Extrait fourni.
╔══

Parmi les secrétaires de l’émir se trouvait alors un des plus grands poètes de l’Arabie. Je l’ignorais, et je ne l’ai su que plus tard. Quand il apprit par d’autres arabes de Syrie que j’étais moi-même un poète en Europe, il m’écrivit des vers toujours imprégnés de cette affectation et de cette recherche, toujours gâtés par ces jeux de mots qui sont le caractère des langues des civilisations vieillies, mais où l’on sent néanmoins une grande élévation de talent, et un ordre d’idées bien supérieur à ce que nous nous figurons en Europe.

╚══

Éléments conservés d’une collection

╔══

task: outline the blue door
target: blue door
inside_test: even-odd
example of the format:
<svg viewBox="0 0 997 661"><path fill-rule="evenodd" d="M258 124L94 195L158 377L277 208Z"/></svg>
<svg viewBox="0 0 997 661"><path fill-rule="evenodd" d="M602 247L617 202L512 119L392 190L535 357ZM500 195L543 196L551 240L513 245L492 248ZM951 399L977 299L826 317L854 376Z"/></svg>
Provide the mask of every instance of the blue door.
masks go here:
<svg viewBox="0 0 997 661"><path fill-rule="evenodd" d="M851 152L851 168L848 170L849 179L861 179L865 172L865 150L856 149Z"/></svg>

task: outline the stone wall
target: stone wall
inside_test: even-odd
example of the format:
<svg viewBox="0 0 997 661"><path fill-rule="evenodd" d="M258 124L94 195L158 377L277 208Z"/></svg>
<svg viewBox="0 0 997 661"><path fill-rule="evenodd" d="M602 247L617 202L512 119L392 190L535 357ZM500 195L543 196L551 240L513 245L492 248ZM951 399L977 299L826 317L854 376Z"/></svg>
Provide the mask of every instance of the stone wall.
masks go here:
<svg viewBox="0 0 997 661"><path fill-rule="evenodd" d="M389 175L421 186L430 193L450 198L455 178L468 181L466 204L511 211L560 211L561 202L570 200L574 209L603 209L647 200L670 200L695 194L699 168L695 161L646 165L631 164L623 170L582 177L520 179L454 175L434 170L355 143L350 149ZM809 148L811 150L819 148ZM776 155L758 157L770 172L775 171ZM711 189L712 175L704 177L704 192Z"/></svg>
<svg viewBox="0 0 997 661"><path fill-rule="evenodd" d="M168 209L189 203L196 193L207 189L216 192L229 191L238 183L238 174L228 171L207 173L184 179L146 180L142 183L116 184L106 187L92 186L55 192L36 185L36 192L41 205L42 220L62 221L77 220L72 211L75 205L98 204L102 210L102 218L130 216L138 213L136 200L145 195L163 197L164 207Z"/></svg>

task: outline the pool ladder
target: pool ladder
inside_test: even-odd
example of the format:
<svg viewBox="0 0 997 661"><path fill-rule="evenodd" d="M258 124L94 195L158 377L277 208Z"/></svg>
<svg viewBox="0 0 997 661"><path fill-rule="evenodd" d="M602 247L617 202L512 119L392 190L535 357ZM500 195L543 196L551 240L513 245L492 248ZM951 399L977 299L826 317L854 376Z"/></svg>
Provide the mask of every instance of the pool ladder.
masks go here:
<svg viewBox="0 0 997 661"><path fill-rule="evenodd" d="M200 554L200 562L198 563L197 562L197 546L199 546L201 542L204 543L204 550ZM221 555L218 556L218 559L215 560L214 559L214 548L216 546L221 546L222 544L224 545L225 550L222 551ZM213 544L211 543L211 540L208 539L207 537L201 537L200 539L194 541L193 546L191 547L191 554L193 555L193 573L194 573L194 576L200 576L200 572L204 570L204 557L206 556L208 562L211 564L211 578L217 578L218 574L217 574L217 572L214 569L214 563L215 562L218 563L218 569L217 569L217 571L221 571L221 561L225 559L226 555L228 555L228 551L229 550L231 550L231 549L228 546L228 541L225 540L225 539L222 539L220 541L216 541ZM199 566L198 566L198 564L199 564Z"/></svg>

╚══
╔══

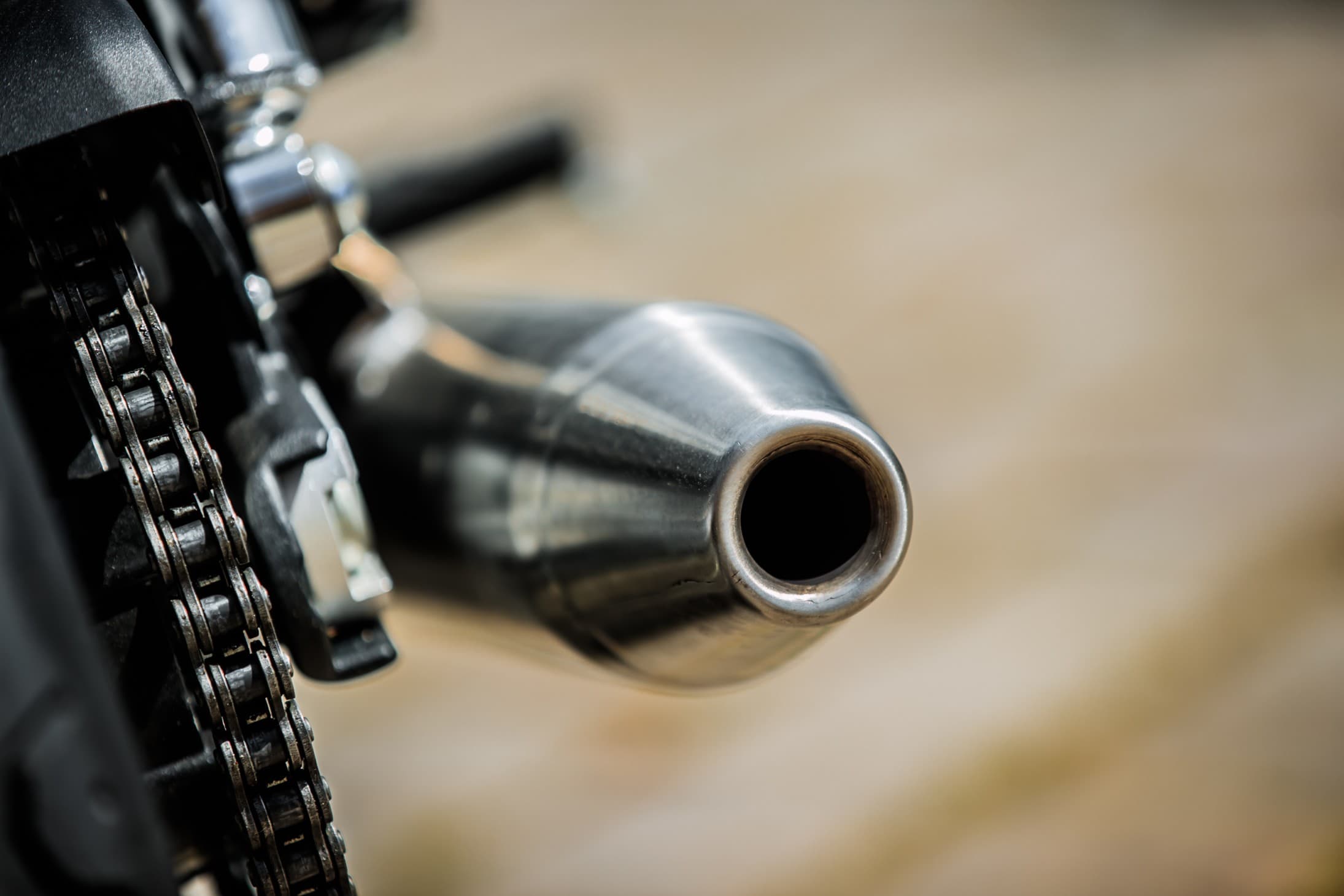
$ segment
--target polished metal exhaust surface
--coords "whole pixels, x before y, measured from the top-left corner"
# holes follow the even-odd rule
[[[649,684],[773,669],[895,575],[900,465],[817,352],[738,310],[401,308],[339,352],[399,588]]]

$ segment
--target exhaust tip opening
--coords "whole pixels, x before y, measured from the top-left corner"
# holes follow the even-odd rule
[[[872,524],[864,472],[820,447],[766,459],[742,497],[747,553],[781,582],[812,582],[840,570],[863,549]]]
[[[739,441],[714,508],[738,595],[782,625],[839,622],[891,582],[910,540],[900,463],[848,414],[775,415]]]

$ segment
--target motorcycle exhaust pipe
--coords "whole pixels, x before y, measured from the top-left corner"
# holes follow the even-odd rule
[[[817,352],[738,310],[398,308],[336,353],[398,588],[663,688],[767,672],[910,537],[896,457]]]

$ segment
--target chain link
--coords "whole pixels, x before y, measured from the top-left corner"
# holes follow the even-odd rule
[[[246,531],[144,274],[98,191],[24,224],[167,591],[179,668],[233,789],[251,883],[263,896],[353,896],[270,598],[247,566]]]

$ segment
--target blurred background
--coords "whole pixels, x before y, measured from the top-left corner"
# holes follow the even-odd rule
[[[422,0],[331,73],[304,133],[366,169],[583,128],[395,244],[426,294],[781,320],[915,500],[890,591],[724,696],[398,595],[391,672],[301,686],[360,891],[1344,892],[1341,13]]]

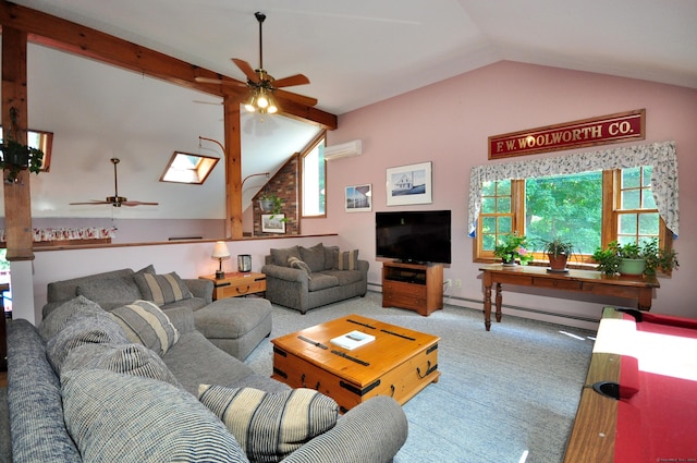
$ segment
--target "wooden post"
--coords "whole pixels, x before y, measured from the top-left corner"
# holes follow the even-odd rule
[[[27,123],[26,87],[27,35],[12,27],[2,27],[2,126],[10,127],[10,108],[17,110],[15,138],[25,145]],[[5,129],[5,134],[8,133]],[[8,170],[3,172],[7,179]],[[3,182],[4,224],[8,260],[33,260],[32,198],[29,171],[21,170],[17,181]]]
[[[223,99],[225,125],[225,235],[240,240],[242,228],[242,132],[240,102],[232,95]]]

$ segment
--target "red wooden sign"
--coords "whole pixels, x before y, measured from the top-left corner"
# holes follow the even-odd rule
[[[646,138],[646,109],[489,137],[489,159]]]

╚══

Série de tâches.
• A. Recopiez le passage de l’extrait fourni allant de « Parmi les secrétaires » jusqu’à « figurons en Europe. » inclus.
• B. D’après l’extrait fourni, quelle fonction l’un des plus grands poètes de l’Arabie occupait-il auprès de l’émir ?
Le matériel constitue un ensemble distinct, sans lien avec l’extrait.

Réponses aux tâches.
• A.
Parmi les secrétaires de l’émir se trouvait alors un des plus grands poètes de l’Arabie. Je l’ignorais, et je ne l’ai su que plus tard. Quand il apprit par d’autres arabes de Syrie que j’étais moi-même un poète en Europe, il m’écrivit des vers toujours imprégnés de cette affectation et de cette recherche, toujours gâtés par ces jeux de mots qui sont le caractère des langues des civilisations vieillies, mais où l’on sent néanmoins une grande élévation de talent, et un ordre d’idées bien supérieur à ce que nous nous figurons en Europe.

• B. Il faisait partie des secrétaires de l’émir.